### Information provided
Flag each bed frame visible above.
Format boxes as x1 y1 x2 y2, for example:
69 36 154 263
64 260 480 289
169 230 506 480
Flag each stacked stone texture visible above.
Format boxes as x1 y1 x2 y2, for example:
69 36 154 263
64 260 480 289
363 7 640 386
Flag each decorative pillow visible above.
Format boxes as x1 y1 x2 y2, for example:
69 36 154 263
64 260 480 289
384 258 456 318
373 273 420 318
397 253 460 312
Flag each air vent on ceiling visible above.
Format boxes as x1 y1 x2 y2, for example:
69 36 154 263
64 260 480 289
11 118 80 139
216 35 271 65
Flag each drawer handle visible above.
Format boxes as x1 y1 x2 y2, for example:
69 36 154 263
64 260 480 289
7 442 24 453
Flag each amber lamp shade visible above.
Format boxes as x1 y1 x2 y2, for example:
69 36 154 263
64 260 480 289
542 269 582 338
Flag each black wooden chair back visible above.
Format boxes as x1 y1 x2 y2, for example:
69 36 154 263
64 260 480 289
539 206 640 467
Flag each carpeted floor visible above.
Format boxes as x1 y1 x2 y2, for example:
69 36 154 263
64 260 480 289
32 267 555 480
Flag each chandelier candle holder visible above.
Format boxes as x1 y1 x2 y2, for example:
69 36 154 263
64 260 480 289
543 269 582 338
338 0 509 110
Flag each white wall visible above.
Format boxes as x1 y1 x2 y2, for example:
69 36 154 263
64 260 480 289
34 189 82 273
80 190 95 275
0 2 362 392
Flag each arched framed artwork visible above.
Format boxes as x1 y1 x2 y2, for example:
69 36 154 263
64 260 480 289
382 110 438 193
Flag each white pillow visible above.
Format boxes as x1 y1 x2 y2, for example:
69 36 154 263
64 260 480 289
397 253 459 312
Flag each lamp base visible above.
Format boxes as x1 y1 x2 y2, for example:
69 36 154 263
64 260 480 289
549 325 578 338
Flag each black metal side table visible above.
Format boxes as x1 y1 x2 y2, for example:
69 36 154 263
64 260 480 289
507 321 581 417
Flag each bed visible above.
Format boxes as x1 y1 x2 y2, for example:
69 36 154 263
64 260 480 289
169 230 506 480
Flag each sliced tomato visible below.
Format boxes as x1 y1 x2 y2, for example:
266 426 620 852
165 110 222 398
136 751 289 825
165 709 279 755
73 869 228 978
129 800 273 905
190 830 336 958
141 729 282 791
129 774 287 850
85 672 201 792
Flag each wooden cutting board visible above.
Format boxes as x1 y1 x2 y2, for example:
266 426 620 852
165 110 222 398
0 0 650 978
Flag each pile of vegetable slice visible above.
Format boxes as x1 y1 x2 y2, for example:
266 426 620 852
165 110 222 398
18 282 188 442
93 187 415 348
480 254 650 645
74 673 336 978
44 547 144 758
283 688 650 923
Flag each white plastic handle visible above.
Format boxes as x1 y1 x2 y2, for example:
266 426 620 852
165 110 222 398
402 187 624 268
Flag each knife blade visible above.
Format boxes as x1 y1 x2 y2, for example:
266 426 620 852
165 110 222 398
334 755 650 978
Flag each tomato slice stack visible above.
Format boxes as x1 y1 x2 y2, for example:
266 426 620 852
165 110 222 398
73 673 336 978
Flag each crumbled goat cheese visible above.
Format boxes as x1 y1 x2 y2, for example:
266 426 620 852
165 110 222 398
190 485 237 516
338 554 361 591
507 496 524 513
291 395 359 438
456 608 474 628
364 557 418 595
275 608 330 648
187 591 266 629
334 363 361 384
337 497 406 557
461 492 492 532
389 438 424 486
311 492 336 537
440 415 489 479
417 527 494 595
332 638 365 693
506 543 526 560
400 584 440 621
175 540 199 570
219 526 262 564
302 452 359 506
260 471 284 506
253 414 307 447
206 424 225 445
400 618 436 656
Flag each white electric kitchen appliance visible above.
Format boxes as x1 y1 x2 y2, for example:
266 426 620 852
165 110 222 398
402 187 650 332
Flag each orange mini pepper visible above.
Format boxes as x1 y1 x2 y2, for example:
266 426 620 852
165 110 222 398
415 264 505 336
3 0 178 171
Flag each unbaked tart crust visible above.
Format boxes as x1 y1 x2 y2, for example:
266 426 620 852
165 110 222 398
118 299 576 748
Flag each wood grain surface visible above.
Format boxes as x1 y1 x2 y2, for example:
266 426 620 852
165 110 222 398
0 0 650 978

### Challenge
Swap every "Flag" in the entries for "Outline", then write all the entries out again with nothing else changed.

### Worked answer
Outline each bed frame visible above.
Format boxes as x1 y1 x2 y2, for example:
69 36 154 263
64 260 480 289
169 230 506 480
Outline each stacked stone texture visible above.
Format boxes as x1 y1 x2 y2, for example:
69 36 154 263
64 260 480 289
363 7 640 386
Outline each decorative pillow visible above.
Format boxes as x1 y1 x2 y2, for example:
69 36 154 263
64 260 480 289
384 258 456 318
373 273 420 318
397 253 460 312
Outline each air vent on ceiling visible above.
Format boxes as x1 y1 x2 y2, for example:
69 36 154 263
64 260 480 289
11 118 80 139
216 35 271 65
Outline each drawer handle visible above.
Format boxes as x1 y1 x2 y2, for example:
69 36 154 263
64 260 480 289
7 442 24 453
Outline each amber lamp shade visible above.
Format boxes as x1 y1 x2 y2, for example:
69 36 154 263
64 260 480 289
542 269 582 338
Outline each black wooden chair back visible above.
Format boxes as x1 y1 x2 y2, for example:
69 36 154 263
64 260 480 289
539 206 640 467
Outline each carpeted floor visible above.
Format boxes as x1 y1 x2 y2, for example:
69 36 154 263
64 260 480 289
32 267 555 480
Outline each chandelier candle holder visible above.
Format boxes as x1 y1 x2 y2, for example:
69 36 154 263
64 260 480 289
543 269 582 338
338 0 509 110
Outline each white wall visible above.
Format boxes as x1 y1 x2 y2, for example:
69 36 154 263
64 260 480 289
34 189 82 273
80 190 95 275
0 2 362 392
Outline each arched framed artwork visible above.
Format boxes as x1 y1 x2 y2, for example:
69 36 154 263
64 260 480 289
382 110 438 193
Outline each white pillow visible above.
Format boxes as x1 y1 x2 y2, for example:
69 36 154 263
64 260 480 289
397 253 459 312
Outline each lamp base visible above.
Format boxes as x1 y1 x2 y2, for example:
69 36 154 263
64 260 480 289
549 325 578 338
Outline each black metal side table visible above.
Format boxes as x1 y1 x2 y2, for example:
69 36 154 263
64 260 480 289
507 321 581 417
Outline each bed visible above.
Format boxes as x1 y1 x2 y2, for example:
69 36 154 263
64 260 480 289
169 230 506 480
Outline each sliced tomato visible below.
Format boxes as x1 y1 x2 y2, for example:
266 426 620 852
165 110 222 398
136 751 289 825
165 709 279 755
73 869 228 978
129 800 273 905
190 830 336 958
141 729 282 791
129 774 287 850
85 672 201 792
Outline each wooden cutting board visible above.
Format boxes as x1 y1 x2 y2, for example:
266 426 620 852
165 110 222 398
0 0 650 978
Outline each pile of vegetable slice visible above.
Format boxes as x1 y1 x2 y2, for example:
266 426 620 852
165 110 222 398
18 282 188 442
93 187 415 348
480 254 650 645
74 673 336 978
44 547 144 758
283 688 650 923
Outline each white plastic handle visible above.
Format boxes as x1 y1 x2 y2, for example:
266 426 620 852
165 110 222 398
402 187 624 268
Outline each knife blade visible above.
Format boxes as x1 y1 x2 y2, for example:
266 426 620 852
165 110 222 398
334 755 650 978
Outline each tomato slice stack visible above.
Format boxes as x1 y1 x2 y2, for example:
266 426 620 852
165 110 222 398
73 673 336 978
Outline each crumbled goat cheese visible above.
Format boxes as x1 y1 x2 y2, for example:
266 426 620 852
165 110 222 398
190 485 237 516
338 554 361 591
507 496 524 513
291 395 359 438
456 608 474 628
364 557 418 595
275 608 330 648
187 591 266 629
334 363 361 384
337 497 406 557
461 492 492 532
389 438 424 486
311 492 336 537
440 415 489 479
417 527 494 595
332 638 365 693
506 543 526 560
400 584 440 621
175 540 199 570
219 526 262 564
302 452 359 506
260 471 284 506
253 414 307 447
206 424 225 445
400 618 436 656
Outline each white electric kitchen appliance visible above.
Format boxes as x1 y1 x2 y2, for example:
266 426 620 852
165 110 222 398
402 187 650 332
Outline each orange mini pepper visible above.
Format boxes as x1 y1 x2 y2, for example:
266 426 620 852
165 110 222 398
415 264 505 336
3 0 178 171
Outline each unbaked tart crust visible above.
Format boxes as x1 y1 x2 y2, for example:
266 426 620 852
165 110 222 398
118 299 576 748
Outline each wood grain surface visible above.
Format boxes as x1 y1 x2 y2, for example:
266 426 620 852
165 110 222 398
0 0 650 978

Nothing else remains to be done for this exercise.